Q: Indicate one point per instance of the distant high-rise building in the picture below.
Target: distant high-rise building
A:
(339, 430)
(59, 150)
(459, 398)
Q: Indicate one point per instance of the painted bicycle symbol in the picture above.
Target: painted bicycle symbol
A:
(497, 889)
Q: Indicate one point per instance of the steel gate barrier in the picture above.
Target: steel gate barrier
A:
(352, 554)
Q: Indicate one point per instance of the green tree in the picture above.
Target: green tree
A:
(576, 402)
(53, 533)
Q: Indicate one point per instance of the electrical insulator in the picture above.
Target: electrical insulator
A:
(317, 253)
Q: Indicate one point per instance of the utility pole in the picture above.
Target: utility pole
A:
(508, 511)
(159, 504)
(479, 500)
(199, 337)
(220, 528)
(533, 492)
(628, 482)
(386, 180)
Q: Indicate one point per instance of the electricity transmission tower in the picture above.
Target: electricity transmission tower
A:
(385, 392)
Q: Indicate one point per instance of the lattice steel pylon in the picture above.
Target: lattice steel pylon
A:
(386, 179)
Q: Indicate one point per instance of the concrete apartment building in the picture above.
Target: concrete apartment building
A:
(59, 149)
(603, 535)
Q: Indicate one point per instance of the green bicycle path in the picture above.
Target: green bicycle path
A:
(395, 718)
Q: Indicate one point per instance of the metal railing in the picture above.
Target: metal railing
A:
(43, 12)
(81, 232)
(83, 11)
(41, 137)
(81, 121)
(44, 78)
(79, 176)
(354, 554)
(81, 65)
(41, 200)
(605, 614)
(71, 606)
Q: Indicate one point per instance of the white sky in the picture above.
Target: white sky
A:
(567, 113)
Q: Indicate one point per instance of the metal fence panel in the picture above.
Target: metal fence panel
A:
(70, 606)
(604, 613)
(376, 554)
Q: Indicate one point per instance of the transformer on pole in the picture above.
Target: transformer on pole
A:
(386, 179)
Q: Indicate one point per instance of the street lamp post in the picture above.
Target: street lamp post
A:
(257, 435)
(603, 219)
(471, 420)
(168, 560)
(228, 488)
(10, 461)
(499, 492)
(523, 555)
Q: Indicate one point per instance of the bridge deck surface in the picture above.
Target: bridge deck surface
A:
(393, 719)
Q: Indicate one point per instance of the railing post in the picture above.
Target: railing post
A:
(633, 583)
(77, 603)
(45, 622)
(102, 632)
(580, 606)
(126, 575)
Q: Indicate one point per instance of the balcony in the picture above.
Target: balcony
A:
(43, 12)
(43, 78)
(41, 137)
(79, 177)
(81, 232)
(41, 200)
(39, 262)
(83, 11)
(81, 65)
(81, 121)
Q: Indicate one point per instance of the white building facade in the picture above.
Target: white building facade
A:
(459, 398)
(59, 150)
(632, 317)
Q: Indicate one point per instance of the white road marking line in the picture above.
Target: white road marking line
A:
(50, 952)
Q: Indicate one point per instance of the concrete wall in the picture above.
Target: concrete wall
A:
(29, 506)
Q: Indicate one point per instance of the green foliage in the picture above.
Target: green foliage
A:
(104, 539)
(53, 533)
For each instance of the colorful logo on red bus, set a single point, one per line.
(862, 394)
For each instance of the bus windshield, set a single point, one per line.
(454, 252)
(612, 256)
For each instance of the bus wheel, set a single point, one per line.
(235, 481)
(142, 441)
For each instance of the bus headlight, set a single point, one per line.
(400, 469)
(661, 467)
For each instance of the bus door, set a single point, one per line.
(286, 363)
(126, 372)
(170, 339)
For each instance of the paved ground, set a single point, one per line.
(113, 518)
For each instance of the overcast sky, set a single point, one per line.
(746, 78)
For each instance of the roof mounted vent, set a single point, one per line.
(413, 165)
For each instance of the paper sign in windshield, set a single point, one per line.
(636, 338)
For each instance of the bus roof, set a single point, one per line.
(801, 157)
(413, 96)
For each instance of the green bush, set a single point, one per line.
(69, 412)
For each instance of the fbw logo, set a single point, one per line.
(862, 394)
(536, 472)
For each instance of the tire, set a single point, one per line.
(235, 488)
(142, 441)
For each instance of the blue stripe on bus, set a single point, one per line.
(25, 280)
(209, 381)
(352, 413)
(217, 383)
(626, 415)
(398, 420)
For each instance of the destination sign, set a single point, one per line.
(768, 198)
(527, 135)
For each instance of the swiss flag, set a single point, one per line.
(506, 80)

--

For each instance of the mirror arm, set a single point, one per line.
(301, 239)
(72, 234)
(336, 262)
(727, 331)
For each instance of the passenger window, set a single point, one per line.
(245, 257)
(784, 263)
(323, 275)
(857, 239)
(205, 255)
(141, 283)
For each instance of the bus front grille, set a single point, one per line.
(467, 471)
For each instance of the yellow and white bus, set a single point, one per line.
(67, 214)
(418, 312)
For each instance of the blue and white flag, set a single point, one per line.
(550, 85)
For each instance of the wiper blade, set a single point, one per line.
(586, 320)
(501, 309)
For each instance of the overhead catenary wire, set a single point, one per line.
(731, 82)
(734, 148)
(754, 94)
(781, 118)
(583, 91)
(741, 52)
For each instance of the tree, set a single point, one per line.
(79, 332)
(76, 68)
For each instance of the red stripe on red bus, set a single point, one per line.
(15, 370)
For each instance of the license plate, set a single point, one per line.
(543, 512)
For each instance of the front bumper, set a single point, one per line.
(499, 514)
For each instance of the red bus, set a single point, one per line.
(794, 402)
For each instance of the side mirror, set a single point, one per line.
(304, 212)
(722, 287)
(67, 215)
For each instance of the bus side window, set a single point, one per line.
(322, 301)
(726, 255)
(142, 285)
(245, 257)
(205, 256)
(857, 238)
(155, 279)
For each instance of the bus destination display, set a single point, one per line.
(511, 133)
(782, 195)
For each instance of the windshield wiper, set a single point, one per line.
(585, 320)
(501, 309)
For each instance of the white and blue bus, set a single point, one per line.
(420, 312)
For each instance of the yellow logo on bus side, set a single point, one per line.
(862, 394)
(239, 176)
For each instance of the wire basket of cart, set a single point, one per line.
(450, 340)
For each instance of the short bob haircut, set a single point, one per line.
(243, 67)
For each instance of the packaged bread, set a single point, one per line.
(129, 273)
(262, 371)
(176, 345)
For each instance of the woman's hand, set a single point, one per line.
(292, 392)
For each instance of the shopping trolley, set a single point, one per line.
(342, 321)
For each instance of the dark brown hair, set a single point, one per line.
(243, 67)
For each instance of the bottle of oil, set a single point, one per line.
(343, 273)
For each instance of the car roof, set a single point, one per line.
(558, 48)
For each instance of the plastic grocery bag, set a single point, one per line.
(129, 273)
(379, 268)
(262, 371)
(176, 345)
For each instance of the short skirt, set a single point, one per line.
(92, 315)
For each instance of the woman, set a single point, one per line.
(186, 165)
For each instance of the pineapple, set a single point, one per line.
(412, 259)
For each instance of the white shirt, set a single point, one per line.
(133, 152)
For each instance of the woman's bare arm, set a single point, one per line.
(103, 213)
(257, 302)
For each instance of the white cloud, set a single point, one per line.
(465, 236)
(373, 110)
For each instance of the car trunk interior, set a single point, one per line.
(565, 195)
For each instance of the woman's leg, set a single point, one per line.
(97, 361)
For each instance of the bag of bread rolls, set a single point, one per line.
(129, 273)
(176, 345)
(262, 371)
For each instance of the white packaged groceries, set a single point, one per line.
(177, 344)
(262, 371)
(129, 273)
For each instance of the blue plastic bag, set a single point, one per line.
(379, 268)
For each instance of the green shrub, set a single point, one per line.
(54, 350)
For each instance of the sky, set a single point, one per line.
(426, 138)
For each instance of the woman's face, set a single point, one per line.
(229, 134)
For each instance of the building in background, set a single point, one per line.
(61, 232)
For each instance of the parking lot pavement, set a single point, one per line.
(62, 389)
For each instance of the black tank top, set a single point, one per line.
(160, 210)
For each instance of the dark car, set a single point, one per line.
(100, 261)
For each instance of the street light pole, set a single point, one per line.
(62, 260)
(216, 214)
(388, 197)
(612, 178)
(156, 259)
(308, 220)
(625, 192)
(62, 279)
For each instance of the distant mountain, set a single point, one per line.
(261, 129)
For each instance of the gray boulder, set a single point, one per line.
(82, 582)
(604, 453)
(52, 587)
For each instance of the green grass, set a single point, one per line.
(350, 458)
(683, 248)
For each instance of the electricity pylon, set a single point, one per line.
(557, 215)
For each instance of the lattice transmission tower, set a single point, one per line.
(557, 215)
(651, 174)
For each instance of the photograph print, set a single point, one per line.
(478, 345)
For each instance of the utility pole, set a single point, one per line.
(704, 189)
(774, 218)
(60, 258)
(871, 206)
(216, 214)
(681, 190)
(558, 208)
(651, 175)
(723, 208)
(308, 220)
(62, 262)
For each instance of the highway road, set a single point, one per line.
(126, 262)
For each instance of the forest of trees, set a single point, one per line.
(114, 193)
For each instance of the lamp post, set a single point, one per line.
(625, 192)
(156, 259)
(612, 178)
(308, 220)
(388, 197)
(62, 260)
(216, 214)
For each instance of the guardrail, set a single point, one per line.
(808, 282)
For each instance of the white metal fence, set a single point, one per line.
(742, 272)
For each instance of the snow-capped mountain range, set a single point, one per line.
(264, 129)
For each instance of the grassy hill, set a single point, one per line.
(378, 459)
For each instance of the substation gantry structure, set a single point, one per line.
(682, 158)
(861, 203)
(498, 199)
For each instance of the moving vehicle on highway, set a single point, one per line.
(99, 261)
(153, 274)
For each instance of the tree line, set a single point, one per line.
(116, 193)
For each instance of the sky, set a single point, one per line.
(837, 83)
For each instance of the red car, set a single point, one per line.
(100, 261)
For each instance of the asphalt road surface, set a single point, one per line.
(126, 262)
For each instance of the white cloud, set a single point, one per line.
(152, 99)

## BRIEF
Using the entries above, give back exactly the line containing "Target: lattice steel pylon", the line containing "Target: metal railing", and every line between them, and nothing else.

## ANSWER FOR THIS EXERCISE
Target: lattice steel pylon
A:
(386, 179)
Q: Indicate one point per instance of the concrete apartment building in the picture above.
Target: concrete apartment building
A:
(59, 149)
(603, 535)
Q: Indicate one point per instance of the green bicycle path in the picture above.
Target: green bicycle path
A:
(395, 718)
Q: Indicate one point per instance of the metal railing in the picture above.
Target: metal railing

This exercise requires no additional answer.